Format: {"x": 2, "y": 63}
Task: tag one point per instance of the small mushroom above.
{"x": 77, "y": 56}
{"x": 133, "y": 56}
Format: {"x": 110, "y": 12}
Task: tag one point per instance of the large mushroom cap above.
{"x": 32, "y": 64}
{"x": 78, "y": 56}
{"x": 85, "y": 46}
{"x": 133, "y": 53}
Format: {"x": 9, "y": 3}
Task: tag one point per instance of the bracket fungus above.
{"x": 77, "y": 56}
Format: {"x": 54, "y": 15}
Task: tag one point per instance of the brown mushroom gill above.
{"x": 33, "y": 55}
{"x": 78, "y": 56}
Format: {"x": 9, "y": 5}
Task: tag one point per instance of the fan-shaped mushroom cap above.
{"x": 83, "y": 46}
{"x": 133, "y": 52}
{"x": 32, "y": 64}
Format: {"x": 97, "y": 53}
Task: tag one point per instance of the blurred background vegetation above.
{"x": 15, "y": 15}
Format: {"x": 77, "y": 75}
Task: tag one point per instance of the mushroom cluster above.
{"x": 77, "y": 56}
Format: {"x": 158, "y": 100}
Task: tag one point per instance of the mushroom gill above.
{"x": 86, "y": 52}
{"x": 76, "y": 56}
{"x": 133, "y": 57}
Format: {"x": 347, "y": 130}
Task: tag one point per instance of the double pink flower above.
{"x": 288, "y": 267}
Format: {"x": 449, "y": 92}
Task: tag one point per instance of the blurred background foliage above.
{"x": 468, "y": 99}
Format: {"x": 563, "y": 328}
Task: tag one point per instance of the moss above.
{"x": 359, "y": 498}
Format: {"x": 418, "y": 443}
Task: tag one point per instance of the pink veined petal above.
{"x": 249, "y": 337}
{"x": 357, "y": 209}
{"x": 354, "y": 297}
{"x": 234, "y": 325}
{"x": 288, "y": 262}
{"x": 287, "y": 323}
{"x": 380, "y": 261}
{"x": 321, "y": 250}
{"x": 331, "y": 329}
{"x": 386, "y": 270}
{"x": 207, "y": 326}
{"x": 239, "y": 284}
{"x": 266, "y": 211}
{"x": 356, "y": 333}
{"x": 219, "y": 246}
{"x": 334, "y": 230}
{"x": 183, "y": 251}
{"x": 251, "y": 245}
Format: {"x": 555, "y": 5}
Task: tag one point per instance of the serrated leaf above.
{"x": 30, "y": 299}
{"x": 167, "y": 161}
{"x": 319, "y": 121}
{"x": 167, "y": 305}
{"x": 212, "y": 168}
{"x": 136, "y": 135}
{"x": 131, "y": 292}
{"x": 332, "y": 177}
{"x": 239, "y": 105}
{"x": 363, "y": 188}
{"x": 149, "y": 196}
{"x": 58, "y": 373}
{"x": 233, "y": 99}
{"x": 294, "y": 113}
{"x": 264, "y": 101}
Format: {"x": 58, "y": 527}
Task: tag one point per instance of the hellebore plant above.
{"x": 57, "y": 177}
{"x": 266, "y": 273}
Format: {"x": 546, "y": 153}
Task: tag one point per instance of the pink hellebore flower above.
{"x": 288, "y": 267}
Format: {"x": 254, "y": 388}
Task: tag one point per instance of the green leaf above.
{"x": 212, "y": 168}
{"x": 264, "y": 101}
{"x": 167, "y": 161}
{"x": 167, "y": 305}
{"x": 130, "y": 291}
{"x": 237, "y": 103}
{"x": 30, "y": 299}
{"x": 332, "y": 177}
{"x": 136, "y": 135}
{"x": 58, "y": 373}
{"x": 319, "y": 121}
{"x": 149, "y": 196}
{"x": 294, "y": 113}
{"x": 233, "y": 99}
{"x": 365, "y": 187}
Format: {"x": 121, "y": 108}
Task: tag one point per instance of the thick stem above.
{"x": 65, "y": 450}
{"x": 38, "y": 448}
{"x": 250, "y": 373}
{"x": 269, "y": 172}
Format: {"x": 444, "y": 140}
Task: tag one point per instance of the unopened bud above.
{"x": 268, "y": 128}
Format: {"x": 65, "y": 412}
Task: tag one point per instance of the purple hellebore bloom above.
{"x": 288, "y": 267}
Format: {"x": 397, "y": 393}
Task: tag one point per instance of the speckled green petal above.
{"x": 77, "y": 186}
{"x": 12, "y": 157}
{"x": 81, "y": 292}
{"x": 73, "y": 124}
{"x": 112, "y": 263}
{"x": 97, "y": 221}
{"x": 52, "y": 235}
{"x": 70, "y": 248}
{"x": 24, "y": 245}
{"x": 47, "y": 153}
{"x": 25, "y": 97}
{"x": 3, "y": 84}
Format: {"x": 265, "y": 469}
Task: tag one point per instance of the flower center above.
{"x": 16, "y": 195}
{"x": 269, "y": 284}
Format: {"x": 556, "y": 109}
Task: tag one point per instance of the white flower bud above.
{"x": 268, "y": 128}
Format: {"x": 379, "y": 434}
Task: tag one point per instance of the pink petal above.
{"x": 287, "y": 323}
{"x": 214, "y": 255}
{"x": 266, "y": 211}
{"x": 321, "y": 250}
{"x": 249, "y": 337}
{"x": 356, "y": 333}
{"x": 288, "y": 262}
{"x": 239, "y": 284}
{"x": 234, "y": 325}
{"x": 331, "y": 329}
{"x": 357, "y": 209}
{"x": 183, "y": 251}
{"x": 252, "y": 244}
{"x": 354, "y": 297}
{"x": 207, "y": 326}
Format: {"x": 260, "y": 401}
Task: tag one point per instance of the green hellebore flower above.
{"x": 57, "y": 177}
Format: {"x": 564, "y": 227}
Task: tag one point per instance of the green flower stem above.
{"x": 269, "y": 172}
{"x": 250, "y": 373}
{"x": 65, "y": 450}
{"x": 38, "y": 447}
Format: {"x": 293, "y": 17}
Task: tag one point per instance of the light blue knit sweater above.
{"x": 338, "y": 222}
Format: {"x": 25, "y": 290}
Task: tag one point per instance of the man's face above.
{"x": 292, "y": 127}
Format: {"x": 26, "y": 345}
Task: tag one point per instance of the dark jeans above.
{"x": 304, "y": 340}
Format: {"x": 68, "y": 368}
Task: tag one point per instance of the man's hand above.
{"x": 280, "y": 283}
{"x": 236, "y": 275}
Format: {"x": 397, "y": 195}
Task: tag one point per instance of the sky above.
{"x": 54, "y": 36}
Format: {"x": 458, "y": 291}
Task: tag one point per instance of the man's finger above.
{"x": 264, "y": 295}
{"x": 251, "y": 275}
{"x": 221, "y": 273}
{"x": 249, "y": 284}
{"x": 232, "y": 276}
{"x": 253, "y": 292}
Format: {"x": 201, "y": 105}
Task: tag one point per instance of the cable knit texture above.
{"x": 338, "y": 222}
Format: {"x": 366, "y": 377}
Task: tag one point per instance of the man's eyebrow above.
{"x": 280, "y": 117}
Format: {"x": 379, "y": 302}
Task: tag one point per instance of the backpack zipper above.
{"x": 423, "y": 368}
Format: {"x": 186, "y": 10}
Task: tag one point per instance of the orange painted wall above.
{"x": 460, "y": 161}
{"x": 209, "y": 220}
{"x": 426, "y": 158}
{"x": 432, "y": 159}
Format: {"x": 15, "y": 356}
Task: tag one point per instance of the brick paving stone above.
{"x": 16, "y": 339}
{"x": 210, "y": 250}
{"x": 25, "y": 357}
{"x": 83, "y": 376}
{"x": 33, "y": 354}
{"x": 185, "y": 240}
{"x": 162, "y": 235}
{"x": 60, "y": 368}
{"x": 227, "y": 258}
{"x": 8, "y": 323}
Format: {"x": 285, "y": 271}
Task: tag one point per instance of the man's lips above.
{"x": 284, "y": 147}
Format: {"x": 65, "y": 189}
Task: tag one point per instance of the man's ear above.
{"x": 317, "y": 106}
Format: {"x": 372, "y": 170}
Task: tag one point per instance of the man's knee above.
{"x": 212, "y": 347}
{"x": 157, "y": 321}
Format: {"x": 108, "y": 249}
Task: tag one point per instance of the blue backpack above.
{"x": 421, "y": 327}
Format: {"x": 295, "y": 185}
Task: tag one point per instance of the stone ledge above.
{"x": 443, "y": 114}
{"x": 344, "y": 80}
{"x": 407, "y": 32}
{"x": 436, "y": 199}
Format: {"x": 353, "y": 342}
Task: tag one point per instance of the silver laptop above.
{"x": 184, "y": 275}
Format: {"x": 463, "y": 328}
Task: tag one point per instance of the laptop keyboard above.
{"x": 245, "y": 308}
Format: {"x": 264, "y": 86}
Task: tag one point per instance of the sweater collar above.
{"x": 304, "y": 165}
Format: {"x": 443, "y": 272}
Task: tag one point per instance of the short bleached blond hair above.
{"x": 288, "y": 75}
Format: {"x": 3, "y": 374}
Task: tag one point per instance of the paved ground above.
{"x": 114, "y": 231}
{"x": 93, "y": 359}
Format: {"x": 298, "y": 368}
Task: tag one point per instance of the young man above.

++++++

• **WORK ITEM**: Reproduce, exactly and only, the lines running from the one with "Task: tag one point per instance of the paved" to the end of the listing above.

• **WRITTEN RESPONSE**:
Task: tag one point per instance of the paved ground above.
{"x": 114, "y": 231}
{"x": 93, "y": 359}
Format: {"x": 298, "y": 368}
Task: tag one point per instance of the young man above.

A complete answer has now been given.